Every entry needs to be printed exactly, please.

Referring expression pointing data:
Content starts

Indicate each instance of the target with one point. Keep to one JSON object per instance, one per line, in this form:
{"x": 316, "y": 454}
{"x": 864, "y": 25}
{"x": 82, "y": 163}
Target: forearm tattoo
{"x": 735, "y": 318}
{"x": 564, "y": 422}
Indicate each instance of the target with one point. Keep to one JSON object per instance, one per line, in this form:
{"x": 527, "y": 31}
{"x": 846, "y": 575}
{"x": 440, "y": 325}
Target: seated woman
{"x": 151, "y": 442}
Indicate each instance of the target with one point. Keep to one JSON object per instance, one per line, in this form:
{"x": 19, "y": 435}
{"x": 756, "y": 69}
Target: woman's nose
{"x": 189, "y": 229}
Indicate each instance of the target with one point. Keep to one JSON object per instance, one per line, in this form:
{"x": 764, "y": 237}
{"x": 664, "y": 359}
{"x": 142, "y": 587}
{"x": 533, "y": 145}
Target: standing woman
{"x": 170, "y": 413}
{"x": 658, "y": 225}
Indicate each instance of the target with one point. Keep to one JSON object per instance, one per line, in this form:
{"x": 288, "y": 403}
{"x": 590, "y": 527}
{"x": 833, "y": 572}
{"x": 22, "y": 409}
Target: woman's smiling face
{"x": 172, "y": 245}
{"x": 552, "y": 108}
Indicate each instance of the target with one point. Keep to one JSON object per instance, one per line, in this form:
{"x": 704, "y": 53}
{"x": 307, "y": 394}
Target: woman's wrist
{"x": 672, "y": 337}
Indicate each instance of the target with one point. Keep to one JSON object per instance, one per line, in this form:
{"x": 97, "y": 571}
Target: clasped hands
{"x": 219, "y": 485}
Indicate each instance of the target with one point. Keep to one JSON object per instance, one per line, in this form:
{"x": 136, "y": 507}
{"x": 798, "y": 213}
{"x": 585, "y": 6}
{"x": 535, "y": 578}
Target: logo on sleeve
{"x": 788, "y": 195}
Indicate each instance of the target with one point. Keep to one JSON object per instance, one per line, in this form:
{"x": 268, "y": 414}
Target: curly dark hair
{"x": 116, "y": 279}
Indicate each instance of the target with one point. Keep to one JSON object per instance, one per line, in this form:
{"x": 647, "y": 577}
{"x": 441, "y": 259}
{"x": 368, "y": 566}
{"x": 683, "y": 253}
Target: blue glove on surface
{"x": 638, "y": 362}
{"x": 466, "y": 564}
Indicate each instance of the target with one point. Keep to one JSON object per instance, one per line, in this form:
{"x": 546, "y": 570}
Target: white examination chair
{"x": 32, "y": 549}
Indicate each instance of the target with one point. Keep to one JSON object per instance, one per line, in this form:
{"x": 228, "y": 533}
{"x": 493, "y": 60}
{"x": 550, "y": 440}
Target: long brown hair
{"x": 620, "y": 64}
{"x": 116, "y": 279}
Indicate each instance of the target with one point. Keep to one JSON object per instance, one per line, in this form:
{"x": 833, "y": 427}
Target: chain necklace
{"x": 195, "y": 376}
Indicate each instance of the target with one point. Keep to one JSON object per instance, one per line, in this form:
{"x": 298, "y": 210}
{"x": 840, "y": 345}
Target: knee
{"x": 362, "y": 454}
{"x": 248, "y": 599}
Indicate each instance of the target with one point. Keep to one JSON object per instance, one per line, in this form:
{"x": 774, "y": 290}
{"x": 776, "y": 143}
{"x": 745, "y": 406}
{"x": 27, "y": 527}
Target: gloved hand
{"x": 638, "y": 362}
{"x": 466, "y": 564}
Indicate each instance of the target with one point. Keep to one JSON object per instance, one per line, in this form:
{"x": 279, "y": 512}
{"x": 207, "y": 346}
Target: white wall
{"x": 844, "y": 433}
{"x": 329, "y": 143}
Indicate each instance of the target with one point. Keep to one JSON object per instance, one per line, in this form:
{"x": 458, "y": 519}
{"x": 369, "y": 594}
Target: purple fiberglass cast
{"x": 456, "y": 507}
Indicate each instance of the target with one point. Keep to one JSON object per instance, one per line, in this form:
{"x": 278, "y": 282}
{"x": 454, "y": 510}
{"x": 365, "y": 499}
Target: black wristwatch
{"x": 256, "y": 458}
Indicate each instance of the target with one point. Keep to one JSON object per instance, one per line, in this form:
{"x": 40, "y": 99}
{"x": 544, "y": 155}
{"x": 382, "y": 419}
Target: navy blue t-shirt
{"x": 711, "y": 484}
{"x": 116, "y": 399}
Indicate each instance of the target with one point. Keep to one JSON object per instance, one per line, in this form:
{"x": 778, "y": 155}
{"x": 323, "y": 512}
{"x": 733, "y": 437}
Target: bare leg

Content ends

### SOLUTION FOR THIS PROBLEM
Indicate each instance of the target with one point. Keep to one JSON object per instance, one per line, in this form:
{"x": 316, "y": 454}
{"x": 864, "y": 25}
{"x": 82, "y": 163}
Target: forearm tattoo
{"x": 735, "y": 318}
{"x": 564, "y": 422}
Indicate each instance of the target with one point. Keep to one JSON object per instance, one per line, in this form:
{"x": 527, "y": 31}
{"x": 846, "y": 575}
{"x": 440, "y": 325}
Target: seated woman
{"x": 151, "y": 442}
Indicate each instance of the target with one point. Keep to one JSON object per instance, one per line, in this form:
{"x": 19, "y": 435}
{"x": 756, "y": 69}
Target: woman's nose
{"x": 189, "y": 229}
Indicate each instance of the target with one point. Keep to one JSON object per instance, one per line, in this form:
{"x": 764, "y": 237}
{"x": 664, "y": 359}
{"x": 142, "y": 587}
{"x": 533, "y": 145}
Target: standing woman
{"x": 170, "y": 413}
{"x": 658, "y": 225}
Indicate each instance of the target with one point. Keep to one JSON object per instance, one per line, in this form:
{"x": 288, "y": 403}
{"x": 590, "y": 527}
{"x": 833, "y": 572}
{"x": 22, "y": 409}
Target: woman's smiling face
{"x": 172, "y": 245}
{"x": 552, "y": 108}
Indicate each instance of the target with one point. Keep to one JSON object per instance, one per line, in this form:
{"x": 704, "y": 53}
{"x": 307, "y": 394}
Target: woman's wrist
{"x": 672, "y": 337}
Indicate each instance of the target with one point. Keep to one JSON object per instance, one per line, in this form:
{"x": 97, "y": 571}
Target: clasped hands
{"x": 219, "y": 485}
Indicate each instance of the target with one point. Keep to one JSON object per instance, one per line, in this form:
{"x": 136, "y": 507}
{"x": 798, "y": 213}
{"x": 585, "y": 6}
{"x": 535, "y": 578}
Target: logo on sleeve
{"x": 788, "y": 195}
Indicate each instance of the target with one point. Keep to one JSON object per instance, one per line, in this form:
{"x": 268, "y": 414}
Target: curly dark hair
{"x": 116, "y": 279}
Indicate each instance of the target with one point. Keep to one JSON object per instance, one per line, in this form:
{"x": 647, "y": 577}
{"x": 441, "y": 259}
{"x": 368, "y": 566}
{"x": 683, "y": 253}
Target: blue glove on surface
{"x": 638, "y": 362}
{"x": 466, "y": 564}
Indicate each instance of the target with one point. Keep to one JSON object per instance, one per line, in this form:
{"x": 546, "y": 570}
Target: white examination chair
{"x": 32, "y": 549}
Indicate each instance of the target with one point. Keep to one JSON object per instance, one per line, in this form:
{"x": 228, "y": 533}
{"x": 493, "y": 60}
{"x": 550, "y": 440}
Target: long brown hair
{"x": 620, "y": 64}
{"x": 116, "y": 279}
Indicate each instance of the target with one point. Keep to one JSON object per instance, one per line, in this form:
{"x": 833, "y": 427}
Target: chain necklace
{"x": 195, "y": 376}
Indicate each instance of the target with one point. Keep to one JSON object per instance, one per line, in this form:
{"x": 298, "y": 210}
{"x": 840, "y": 345}
Target: knee
{"x": 362, "y": 454}
{"x": 248, "y": 599}
Indicate each instance of the target with one point. Keep to one JSON object per instance, one per line, in this form:
{"x": 774, "y": 290}
{"x": 776, "y": 143}
{"x": 745, "y": 406}
{"x": 27, "y": 527}
Target: gloved hand
{"x": 638, "y": 362}
{"x": 466, "y": 564}
Indicate each instance of the target with one point. Keep to one JSON object per instance, one per line, in this form:
{"x": 279, "y": 512}
{"x": 207, "y": 346}
Target: white wall
{"x": 844, "y": 433}
{"x": 329, "y": 143}
Indicate each instance of the target with one point. Keep to one JSON object per instance, one per line, in this form:
{"x": 458, "y": 519}
{"x": 369, "y": 594}
Target: purple fiberglass cast
{"x": 456, "y": 507}
Indicate each instance of the target with one point. Keep to one JSON object per instance, one per line, in this form:
{"x": 278, "y": 282}
{"x": 454, "y": 510}
{"x": 365, "y": 499}
Target: black wristwatch
{"x": 256, "y": 458}
Indicate each instance of the target with one point. Keep to one JSON object per instance, one per line, in this form:
{"x": 40, "y": 99}
{"x": 544, "y": 155}
{"x": 382, "y": 419}
Target: navy blue t-shirt
{"x": 711, "y": 484}
{"x": 116, "y": 399}
Indicate each instance of the target with one point. Keep to one JSON object per instance, one per line, in this form:
{"x": 778, "y": 155}
{"x": 323, "y": 512}
{"x": 733, "y": 437}
Target: bare leg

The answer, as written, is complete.